● **SHORT TASK**: Can you retype only the lines from the one with "Objective — one marker per instance of the green tree" through the final line of the material, exactly as given?

● **DATASET RECORDS**:
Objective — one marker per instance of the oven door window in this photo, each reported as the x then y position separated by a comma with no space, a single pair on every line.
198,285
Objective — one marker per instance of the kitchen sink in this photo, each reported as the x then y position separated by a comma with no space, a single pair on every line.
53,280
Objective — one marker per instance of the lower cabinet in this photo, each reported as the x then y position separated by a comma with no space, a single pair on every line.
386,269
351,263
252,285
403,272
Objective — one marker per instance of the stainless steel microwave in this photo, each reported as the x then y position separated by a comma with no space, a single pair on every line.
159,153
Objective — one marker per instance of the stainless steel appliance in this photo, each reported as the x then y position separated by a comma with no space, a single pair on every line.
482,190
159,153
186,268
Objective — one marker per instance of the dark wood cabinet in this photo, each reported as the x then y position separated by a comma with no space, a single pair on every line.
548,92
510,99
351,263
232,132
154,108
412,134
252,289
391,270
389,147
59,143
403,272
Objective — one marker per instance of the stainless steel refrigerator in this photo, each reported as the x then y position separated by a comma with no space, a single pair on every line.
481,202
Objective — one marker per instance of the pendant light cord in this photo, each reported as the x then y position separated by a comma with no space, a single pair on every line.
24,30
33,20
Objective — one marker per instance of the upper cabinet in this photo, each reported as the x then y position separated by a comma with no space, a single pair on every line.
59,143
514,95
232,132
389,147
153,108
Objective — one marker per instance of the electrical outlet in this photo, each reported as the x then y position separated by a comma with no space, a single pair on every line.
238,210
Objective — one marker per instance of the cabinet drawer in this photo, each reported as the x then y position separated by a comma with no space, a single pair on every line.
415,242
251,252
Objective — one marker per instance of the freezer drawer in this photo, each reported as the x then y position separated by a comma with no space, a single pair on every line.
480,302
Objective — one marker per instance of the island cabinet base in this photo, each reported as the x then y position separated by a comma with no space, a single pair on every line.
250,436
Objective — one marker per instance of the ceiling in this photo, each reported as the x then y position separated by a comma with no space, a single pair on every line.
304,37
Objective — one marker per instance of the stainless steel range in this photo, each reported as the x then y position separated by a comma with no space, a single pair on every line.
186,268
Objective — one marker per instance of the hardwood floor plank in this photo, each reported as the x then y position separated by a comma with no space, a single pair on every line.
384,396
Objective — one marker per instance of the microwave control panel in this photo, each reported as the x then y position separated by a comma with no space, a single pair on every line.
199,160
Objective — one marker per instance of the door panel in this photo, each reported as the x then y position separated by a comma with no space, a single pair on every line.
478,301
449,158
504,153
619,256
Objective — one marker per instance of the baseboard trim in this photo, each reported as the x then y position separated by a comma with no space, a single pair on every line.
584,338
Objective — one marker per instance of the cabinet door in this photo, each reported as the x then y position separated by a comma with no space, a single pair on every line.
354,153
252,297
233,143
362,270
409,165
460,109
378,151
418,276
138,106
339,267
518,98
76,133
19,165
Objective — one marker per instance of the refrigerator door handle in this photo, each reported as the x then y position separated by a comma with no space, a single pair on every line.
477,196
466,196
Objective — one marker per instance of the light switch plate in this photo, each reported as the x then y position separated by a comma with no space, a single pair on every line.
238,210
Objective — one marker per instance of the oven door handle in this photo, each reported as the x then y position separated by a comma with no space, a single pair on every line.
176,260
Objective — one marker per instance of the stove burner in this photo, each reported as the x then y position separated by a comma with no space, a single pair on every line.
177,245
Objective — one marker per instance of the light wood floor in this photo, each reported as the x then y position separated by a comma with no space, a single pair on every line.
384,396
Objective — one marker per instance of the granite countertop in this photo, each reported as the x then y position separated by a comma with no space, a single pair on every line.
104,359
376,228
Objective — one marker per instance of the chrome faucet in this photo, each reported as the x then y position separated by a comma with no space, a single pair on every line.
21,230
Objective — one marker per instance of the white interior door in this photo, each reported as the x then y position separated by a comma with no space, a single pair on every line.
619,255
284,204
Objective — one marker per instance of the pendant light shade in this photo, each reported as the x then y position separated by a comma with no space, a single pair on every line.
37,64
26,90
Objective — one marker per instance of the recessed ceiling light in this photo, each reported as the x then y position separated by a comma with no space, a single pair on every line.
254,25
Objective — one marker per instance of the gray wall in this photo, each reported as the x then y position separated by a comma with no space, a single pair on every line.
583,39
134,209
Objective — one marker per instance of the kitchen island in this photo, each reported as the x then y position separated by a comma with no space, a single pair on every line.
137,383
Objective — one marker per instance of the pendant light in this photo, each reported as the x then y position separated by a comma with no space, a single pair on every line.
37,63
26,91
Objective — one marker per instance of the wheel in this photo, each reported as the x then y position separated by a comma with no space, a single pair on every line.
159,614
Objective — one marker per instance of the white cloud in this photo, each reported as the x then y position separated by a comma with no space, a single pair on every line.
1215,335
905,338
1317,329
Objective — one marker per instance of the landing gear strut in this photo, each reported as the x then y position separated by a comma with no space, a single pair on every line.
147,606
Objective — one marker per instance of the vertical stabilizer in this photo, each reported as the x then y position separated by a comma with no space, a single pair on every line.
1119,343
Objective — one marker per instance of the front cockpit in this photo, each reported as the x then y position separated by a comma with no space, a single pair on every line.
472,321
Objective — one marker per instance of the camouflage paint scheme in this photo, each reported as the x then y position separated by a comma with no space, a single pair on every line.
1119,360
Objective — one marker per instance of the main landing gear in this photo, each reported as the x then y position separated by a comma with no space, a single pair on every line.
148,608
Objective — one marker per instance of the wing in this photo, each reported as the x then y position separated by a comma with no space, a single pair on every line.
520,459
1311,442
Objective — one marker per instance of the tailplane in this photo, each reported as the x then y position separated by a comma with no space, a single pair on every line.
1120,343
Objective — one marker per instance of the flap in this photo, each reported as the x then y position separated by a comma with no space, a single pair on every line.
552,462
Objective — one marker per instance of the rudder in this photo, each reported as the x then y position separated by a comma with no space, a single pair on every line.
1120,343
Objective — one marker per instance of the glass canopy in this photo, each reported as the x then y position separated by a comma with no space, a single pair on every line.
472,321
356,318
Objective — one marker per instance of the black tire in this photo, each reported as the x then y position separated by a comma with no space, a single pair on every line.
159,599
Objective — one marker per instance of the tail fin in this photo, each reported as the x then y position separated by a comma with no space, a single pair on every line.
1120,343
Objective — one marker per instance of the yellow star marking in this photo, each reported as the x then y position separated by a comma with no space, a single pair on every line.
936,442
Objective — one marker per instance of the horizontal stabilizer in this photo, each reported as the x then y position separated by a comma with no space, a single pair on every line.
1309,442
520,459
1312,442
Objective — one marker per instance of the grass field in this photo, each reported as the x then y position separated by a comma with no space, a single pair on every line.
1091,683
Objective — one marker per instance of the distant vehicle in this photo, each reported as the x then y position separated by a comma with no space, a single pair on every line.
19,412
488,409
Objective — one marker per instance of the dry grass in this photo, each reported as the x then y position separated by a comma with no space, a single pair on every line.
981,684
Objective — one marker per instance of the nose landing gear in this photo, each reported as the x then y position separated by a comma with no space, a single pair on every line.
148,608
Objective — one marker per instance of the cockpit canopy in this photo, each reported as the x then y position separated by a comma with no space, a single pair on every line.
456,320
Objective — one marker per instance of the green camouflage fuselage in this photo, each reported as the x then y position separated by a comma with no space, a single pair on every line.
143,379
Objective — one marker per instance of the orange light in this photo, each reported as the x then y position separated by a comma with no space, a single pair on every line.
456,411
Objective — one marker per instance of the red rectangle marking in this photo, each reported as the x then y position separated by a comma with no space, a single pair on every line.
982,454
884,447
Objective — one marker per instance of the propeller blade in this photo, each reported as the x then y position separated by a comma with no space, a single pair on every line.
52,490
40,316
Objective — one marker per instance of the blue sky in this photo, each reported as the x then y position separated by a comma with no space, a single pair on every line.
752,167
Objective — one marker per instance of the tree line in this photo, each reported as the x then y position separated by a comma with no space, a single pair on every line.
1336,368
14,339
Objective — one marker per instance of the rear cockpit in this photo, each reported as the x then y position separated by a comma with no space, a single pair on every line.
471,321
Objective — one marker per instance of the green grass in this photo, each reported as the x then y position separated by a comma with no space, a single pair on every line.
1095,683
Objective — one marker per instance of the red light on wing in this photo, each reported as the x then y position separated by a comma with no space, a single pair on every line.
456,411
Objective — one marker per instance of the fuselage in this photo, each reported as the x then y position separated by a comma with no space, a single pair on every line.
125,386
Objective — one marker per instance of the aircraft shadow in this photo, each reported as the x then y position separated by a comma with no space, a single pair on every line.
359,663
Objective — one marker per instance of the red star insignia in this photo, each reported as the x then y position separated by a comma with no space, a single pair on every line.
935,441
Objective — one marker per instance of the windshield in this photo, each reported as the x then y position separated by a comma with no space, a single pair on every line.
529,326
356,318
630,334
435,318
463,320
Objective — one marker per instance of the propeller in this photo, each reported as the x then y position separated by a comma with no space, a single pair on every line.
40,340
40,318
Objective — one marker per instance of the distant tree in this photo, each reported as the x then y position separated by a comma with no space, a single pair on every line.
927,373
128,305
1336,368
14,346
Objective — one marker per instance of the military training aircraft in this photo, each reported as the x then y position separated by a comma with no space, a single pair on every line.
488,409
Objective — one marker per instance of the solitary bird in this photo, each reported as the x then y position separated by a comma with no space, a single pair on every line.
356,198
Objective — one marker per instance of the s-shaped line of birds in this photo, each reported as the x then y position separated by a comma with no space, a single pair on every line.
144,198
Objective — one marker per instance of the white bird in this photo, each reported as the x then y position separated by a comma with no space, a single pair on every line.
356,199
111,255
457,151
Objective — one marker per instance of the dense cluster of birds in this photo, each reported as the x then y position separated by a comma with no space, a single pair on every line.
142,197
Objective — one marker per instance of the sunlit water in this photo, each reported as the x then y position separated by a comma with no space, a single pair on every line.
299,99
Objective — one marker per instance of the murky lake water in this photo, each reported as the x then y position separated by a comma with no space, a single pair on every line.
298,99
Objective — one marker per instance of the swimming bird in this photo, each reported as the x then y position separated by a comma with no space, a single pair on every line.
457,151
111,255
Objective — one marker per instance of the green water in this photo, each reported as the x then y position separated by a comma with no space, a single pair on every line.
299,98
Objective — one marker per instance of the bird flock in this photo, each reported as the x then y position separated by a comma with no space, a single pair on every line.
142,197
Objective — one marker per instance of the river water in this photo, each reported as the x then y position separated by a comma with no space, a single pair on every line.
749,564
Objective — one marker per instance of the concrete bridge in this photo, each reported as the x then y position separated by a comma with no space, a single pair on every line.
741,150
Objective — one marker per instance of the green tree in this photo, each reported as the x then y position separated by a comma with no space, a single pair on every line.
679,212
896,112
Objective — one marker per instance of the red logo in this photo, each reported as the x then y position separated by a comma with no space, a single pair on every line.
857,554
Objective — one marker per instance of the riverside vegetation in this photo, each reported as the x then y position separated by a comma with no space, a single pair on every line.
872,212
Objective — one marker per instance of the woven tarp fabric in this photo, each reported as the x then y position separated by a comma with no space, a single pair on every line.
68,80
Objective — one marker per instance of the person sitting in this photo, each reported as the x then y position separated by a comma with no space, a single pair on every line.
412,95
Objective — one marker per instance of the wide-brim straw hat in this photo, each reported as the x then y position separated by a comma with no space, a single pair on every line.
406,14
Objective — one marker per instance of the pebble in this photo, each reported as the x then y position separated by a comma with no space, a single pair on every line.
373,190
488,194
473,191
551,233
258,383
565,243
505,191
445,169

● **WRITTEN REPLY**:
Objective — one marker per instance of the green tree in this photo, each reported as the x then y position separated by a comma with no space, a single pair on every line.
679,212
896,112
Objective — one marker per instance of the red logo in this photo, each reported as the x then y position separated by a comma with no space, a single pair on every line.
857,554
Objective — one marker per instance of the riverside vegetation in this photo, each reported as the x then y position separated by a comma with no space, a single pair on every line.
872,212
Objective — one marker per instance of the woven tarp fabric in this photo, each reported as the x then y position separated by a comma with no space, a single pair on every line.
68,80
Objective — one marker per instance of the person sitting in this photo, each reported as the x then y position separated by a comma with no space, a single pair on every line.
412,95
Objective — one marker per instance of the wide-brim straw hat in this photo, each reported as the x then y position separated by a comma with no space, a single pair on every line.
406,14
Objective — one marker per instance of the pebble in this photo, each reported as the x then y position separated by a comma with no space, a single pair on every line.
373,190
488,194
473,191
551,233
258,383
565,243
505,191
445,169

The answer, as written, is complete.